Data in this exercise START
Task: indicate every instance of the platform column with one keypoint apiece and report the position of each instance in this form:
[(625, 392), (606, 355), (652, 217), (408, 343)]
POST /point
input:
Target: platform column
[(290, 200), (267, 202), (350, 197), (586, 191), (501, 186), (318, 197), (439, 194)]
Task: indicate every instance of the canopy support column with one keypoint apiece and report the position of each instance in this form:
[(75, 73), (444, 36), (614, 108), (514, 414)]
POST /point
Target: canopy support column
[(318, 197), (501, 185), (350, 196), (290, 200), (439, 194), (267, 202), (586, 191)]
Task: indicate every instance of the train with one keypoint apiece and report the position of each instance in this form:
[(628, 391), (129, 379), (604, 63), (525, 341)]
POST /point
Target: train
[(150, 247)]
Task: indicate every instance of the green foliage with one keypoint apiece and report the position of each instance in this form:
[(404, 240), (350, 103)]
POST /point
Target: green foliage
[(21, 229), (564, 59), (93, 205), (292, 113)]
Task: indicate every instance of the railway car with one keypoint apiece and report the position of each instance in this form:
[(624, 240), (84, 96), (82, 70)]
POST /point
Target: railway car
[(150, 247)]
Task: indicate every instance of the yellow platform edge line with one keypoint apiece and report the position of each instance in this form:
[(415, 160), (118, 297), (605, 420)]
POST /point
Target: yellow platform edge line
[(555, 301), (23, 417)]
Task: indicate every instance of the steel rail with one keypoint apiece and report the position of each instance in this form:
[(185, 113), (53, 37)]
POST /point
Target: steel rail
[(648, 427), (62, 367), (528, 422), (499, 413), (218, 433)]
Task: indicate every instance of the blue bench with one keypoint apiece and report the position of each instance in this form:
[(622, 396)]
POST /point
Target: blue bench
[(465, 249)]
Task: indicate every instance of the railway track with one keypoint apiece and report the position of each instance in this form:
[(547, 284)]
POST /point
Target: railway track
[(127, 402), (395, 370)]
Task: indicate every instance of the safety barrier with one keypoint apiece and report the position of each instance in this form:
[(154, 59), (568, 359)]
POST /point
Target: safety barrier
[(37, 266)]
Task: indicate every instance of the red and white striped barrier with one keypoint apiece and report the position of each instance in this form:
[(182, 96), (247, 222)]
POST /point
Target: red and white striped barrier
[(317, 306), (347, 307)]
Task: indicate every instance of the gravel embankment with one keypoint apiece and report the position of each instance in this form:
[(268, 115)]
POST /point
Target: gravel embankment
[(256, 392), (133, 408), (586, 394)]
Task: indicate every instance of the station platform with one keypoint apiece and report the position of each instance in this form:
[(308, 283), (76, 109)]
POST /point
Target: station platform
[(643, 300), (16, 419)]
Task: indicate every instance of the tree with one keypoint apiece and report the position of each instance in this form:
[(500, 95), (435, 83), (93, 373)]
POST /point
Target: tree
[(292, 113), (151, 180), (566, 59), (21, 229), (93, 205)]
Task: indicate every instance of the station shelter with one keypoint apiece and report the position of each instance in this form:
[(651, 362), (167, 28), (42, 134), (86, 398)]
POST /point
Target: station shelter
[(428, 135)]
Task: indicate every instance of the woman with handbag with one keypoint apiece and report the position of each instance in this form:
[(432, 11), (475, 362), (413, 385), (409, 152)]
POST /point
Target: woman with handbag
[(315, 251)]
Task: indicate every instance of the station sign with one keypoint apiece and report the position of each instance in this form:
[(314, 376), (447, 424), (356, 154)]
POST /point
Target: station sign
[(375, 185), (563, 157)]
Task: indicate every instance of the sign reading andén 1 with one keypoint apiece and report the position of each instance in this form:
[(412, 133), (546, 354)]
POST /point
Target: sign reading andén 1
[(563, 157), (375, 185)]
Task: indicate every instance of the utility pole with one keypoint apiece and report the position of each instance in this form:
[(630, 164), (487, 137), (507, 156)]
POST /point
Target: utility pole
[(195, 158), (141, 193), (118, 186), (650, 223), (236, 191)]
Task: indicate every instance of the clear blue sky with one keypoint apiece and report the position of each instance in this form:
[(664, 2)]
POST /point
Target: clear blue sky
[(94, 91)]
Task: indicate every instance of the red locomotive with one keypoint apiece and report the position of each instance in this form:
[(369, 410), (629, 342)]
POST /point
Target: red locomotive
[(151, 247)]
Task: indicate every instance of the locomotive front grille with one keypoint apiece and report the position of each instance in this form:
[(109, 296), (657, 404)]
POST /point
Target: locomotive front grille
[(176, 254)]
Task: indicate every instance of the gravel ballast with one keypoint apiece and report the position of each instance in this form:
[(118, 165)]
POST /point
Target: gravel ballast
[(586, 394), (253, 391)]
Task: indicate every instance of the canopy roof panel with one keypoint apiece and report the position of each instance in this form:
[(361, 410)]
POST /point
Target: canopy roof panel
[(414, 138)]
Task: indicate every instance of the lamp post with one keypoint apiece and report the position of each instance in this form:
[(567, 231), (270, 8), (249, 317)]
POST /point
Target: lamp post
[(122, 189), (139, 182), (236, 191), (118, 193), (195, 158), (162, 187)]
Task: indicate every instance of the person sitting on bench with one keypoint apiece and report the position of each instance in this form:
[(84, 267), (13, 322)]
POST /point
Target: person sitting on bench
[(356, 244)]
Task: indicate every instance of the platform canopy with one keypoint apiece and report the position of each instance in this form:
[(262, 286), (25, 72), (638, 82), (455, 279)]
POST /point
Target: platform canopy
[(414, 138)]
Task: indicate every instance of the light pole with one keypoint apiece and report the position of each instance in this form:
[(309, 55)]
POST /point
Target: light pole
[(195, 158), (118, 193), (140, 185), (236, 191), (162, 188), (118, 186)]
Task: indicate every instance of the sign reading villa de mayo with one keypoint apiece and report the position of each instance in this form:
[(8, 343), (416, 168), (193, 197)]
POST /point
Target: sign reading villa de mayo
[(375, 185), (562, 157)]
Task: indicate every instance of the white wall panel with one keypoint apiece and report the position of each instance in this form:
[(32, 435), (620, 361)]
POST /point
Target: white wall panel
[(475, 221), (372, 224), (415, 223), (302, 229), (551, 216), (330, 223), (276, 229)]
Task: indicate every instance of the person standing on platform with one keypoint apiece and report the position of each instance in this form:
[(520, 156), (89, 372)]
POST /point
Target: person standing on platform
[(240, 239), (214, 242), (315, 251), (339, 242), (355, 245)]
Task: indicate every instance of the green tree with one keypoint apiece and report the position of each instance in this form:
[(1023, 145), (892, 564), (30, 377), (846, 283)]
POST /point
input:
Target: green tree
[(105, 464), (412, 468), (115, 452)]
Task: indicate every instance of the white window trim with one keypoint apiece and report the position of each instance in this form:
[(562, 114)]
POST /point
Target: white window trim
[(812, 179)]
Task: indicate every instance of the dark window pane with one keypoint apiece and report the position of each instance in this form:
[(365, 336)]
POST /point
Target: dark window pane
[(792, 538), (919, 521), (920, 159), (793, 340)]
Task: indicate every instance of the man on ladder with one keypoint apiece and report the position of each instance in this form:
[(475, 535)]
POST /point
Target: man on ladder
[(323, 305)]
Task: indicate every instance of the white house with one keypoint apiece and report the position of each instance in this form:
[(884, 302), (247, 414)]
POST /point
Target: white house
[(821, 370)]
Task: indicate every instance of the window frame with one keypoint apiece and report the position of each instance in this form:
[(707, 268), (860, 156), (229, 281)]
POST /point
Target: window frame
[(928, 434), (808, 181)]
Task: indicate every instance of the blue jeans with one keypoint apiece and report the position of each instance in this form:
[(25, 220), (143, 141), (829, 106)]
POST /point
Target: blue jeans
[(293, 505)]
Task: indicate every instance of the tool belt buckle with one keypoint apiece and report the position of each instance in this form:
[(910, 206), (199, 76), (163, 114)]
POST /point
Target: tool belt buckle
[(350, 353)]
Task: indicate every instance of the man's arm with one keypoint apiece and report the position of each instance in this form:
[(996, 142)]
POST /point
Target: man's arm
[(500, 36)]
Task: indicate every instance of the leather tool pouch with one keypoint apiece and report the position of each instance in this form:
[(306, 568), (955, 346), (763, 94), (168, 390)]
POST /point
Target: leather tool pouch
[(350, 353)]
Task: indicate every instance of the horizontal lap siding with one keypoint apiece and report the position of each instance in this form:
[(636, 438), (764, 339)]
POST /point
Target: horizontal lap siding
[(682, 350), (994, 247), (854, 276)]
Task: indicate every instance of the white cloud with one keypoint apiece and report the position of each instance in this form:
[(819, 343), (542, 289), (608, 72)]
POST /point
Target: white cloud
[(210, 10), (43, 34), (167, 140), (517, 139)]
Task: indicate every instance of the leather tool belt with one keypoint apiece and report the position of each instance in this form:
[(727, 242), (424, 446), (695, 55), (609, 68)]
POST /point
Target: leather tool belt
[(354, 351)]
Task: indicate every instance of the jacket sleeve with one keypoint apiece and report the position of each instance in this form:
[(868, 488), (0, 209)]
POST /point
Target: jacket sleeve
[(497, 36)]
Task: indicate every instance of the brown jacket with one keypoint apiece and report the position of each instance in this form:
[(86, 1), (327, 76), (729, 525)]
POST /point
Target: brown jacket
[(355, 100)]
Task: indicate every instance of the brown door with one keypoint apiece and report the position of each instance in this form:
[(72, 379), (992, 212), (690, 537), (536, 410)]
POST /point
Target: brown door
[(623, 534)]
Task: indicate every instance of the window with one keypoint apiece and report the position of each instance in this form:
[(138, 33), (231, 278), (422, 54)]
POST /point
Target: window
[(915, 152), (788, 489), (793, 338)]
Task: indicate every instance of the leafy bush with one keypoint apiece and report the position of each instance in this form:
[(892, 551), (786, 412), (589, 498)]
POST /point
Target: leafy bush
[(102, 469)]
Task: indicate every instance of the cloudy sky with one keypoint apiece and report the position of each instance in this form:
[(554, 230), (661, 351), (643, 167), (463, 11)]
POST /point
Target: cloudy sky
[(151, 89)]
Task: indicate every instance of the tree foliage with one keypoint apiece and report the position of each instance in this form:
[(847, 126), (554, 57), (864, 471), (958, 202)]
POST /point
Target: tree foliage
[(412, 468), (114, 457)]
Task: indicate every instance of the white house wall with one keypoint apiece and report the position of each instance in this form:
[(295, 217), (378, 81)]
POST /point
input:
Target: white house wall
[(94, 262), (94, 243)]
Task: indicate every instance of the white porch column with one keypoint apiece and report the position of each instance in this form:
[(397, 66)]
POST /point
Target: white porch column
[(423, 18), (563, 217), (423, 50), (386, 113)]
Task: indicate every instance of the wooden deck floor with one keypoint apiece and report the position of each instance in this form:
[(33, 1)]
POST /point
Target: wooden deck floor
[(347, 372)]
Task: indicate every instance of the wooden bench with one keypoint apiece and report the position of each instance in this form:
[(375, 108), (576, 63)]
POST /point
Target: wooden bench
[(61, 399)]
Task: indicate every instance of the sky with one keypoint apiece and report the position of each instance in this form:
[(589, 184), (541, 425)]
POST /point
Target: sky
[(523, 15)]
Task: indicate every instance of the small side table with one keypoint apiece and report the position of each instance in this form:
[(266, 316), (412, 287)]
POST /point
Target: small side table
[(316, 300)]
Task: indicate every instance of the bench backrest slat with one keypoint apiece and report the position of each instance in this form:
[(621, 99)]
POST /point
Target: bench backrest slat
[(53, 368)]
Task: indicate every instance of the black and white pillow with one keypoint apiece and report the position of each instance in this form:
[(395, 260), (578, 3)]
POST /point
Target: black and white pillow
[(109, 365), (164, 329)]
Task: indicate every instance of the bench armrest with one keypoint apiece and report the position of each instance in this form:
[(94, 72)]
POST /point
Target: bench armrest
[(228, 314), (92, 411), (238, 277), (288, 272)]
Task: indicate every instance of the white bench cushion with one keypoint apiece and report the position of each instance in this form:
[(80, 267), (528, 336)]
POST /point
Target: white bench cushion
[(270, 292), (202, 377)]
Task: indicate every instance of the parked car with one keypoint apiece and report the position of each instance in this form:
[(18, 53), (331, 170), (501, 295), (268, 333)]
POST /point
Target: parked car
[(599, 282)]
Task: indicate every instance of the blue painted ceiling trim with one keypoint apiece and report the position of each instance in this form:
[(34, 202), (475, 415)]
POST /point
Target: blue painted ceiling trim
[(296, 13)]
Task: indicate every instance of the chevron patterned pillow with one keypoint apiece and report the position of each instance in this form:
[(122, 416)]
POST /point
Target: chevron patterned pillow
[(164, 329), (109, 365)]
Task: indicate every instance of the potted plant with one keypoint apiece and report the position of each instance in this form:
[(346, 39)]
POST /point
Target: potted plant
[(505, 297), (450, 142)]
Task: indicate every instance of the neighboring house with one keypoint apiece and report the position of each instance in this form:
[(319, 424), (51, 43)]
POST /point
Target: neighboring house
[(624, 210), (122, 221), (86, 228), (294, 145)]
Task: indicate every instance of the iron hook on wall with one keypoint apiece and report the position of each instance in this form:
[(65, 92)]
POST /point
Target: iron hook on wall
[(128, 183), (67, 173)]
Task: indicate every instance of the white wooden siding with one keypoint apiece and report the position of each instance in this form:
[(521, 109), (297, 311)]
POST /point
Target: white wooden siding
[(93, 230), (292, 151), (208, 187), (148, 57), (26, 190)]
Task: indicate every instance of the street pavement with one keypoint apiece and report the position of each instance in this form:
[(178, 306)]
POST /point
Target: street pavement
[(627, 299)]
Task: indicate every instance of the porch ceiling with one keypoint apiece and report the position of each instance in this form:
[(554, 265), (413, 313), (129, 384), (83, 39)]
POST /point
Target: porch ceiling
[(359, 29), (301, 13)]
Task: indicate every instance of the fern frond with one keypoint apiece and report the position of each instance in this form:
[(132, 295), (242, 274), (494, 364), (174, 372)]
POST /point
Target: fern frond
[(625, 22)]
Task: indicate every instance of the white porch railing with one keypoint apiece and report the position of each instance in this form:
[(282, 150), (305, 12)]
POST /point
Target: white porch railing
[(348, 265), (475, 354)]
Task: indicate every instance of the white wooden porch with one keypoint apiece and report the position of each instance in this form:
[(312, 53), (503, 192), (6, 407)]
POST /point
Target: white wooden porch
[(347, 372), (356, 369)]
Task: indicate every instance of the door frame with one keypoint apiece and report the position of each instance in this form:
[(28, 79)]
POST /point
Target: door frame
Data in this exercise END
* _Work instructions_
Give again, exactly, every line from the one holding "Task: indicate every instance of the white wooden siding" to the last line of the data.

* _Response_
Task: indicate every instance of the white wooden siding with one keypoint apiece and report the position of each instance in this form:
[(521, 109), (297, 311)]
POST /point
Target: white wooden siding
[(93, 230), (292, 151), (208, 187), (148, 57), (26, 190)]
Task: indicate every instance of the street pavement with one keypoint apiece and report the position of each instance in this form:
[(178, 306)]
POST /point
Target: street pavement
[(627, 299)]
Task: indicate every instance of the porch ceiling with one keypoint apiece and report the position of each instance in this form:
[(554, 265), (413, 313), (129, 384), (83, 39)]
POST /point
Target: porch ceiling
[(359, 29), (301, 13)]
Task: indicate every instance of the fern frond with one keypoint apiece and report the position of each instance in this form:
[(132, 295), (242, 274), (494, 364), (174, 372)]
POST /point
Target: fern frond
[(625, 22)]
Task: indicate every instance of the white porch railing with one keypoint apiece and report the position of each instance in this form:
[(282, 150), (305, 12)]
POST /point
Target: white porch railing
[(348, 265), (475, 354)]
Task: indicate every instance of the white wooden porch with one keypoint apiece and report the position of each instance in this form:
[(312, 53), (503, 192), (6, 407)]
POST /point
Target: white wooden porch
[(347, 372), (356, 369)]
Task: indicate every instance of the door frame with one keypoint apiece and report the position of each instance in this form:
[(28, 79)]
POST /point
Target: door frame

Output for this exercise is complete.